— begin Excerpt to read —

Conf/CfP - HOLY HERO(IN)ES: Literary Constructions of Heroism in Late Antique and Early Medieval Hagiography, 18-20 February 2016, Ghent, Belgium


Deadline:

January 09, 2016

Disciplines:

Event Date:

February 18, 2016 - February 20, 2016


Opportunity Cover Image - Conf/CfP - HOLY HERO(IN)ES: Literary Constructions of Heroism in Late Antique and Early Medieval Hagiography, 18-20 February 2016, Ghent, Belgium

Call for papers

Holy Hero(in)es. Literary Constructions of Heroism in Late Antique and Early Medieval Hagiography

International conference at Ghent University (Belgium), Thursday 18th to Saturday 20th February 2016

Confirmed keynote speaker: Prof. dr. Stephanos Efthymiadis (Open University of Cyprus)

The ERC research group Novel Saints (Ghent University) builds on and contributes to a recent trend in scholarship of studying late antique and early medieval hagiography (4th-12th cent.) as literature. We welcome paper proposals for our first, international conference, which will deal with literary constructions of characters as hero(in)es in different types of late antique and early medieval hagiographical narrative (Lives, Martyr Acts, hagiographical romances, etc.). We envisage contributions on hagiography from different linguistic traditions (Latin, Greek, Syriac, Georgian, Coptic, Armenian, Persian and Arabic).

— end Excerpt to read —
— begin Rows —

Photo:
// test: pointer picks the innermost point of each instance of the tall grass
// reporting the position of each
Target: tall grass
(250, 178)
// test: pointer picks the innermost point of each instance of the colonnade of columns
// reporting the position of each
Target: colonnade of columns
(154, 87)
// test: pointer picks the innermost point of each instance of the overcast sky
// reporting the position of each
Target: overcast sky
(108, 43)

— end Rows —
— begin Rows —

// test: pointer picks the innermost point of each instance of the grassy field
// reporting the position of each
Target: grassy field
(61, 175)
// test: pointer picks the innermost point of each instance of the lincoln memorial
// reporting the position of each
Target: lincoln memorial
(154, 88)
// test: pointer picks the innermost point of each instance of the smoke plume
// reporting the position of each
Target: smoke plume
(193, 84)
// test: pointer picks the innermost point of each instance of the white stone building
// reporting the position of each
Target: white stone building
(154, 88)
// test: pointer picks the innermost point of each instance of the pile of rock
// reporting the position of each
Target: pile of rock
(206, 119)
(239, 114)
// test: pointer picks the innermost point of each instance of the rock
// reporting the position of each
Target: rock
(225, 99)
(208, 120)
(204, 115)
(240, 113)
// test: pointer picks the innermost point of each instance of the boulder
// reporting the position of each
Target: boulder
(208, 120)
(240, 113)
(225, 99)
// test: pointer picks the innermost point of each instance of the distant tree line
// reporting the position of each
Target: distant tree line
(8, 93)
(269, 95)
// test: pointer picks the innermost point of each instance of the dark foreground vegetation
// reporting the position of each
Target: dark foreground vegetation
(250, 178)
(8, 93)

— end Rows —
— begin Rows —

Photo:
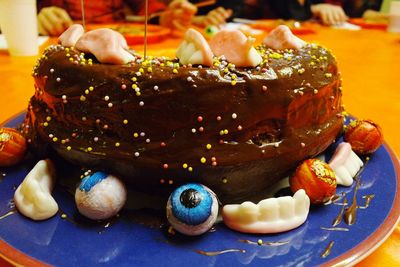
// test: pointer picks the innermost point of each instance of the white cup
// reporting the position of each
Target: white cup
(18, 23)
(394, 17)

— end Rows —

Given problem 1
Write out the call for papers word for word, everything from "Holy Hero(in)es. Literary" down to "University of Cyprus)".
Given problem 2
In one to three sentences, explain the scholarly approach to hagiography that the Novel Saints group builds on, according to the call for papers.

Correct answer 1
Holy Hero(in)es. Literary Constructions of Heroism in Late Antique and Early Medieval Hagiography

International conference at Ghent University (Belgium), Thursday 18th to Saturday 20th February 2016

Confirmed keynote speaker: Prof. dr. Stephanos Efthymiadis (Open University of Cyprus)

Correct answer 2
The Novel Saints group builds on and contributes to a recent trend in scholarship. That trend studies late antique and early medieval hagiography, from the 4th to the 12th century, as literature.